┌─ Data shown

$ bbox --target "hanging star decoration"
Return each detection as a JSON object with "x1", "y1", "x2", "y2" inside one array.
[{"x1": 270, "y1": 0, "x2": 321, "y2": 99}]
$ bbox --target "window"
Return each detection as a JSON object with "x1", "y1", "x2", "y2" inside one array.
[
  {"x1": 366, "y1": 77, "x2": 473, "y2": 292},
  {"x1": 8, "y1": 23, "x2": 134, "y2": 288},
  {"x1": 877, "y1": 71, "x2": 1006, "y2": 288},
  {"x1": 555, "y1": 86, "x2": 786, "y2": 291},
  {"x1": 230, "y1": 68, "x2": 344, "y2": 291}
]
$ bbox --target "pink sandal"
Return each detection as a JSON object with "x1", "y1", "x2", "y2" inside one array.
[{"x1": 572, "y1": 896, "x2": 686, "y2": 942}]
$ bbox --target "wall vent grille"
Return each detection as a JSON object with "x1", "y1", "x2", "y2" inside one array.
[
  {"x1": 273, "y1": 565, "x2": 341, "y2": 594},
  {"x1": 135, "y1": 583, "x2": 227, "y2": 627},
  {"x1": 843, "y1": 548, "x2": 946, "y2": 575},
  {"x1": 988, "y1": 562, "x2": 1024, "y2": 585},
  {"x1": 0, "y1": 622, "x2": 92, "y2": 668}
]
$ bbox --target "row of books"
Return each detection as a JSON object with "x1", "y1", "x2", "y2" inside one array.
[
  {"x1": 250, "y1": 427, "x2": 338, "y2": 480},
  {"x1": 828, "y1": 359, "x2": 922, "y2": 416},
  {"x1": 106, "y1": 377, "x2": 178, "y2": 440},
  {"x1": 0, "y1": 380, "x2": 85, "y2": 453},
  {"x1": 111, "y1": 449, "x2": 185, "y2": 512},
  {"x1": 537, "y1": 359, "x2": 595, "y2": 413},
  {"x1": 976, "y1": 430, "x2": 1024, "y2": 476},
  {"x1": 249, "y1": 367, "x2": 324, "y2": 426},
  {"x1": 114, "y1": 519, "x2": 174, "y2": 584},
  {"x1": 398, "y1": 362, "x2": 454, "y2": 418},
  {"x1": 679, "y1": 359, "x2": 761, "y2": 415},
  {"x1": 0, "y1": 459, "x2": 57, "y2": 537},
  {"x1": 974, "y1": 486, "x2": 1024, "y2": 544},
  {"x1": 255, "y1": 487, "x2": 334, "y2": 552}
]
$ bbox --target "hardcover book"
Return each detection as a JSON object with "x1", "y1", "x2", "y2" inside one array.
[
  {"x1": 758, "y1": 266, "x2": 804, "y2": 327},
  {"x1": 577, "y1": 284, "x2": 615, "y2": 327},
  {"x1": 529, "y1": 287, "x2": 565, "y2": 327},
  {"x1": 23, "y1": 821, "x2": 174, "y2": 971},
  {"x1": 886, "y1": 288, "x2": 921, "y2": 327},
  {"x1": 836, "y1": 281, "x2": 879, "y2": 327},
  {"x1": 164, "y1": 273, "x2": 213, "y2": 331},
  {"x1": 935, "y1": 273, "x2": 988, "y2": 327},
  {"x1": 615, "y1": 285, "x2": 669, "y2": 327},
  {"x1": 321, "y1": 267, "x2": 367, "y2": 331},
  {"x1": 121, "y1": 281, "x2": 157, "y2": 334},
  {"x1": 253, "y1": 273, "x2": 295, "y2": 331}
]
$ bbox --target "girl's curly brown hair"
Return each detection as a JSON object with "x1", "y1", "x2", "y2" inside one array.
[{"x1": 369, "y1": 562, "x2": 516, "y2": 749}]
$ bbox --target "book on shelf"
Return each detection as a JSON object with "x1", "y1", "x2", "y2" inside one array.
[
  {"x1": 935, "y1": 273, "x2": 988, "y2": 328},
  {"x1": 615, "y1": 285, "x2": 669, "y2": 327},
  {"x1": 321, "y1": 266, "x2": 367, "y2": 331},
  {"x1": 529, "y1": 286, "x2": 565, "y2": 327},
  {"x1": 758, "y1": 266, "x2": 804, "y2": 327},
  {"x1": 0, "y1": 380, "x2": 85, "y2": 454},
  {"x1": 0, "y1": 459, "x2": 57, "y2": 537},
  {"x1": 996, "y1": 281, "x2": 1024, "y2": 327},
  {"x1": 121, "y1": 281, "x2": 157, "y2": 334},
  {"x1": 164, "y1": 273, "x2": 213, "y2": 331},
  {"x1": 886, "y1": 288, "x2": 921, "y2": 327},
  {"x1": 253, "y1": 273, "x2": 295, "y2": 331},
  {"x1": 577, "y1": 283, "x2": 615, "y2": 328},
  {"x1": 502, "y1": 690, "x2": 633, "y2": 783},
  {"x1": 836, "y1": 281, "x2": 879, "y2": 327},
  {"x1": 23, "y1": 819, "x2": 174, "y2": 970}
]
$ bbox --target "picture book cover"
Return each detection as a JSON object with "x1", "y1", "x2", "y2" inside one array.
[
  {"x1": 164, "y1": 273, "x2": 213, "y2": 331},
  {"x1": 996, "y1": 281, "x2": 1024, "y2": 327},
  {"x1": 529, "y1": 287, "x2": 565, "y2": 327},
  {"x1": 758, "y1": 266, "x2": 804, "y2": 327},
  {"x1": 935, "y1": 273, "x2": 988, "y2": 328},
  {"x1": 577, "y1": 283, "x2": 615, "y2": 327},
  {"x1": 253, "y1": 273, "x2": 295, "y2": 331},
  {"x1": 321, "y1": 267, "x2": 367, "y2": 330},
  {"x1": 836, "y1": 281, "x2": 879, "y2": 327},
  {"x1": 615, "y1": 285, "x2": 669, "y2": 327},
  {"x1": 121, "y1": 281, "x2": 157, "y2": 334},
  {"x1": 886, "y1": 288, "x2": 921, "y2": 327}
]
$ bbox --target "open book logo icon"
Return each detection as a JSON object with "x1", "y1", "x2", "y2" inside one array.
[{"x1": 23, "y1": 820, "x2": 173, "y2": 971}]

└─

Task details:
Pick out each line in the rows above that contains the string "target", and copy those lines.

Exercise result:
$ bbox --target "hanging star decoration"
$ bbox --target "window"
$ bbox --target "pink sandal"
$ bbox --target "wall vent grille"
$ bbox --target "row of books"
$ bbox --target "hardcover book"
$ bbox --target "girl's curly brown hair"
$ bbox --target "book on shelf"
$ bbox --target "picture book cover"
$ bbox --target "open book logo icon"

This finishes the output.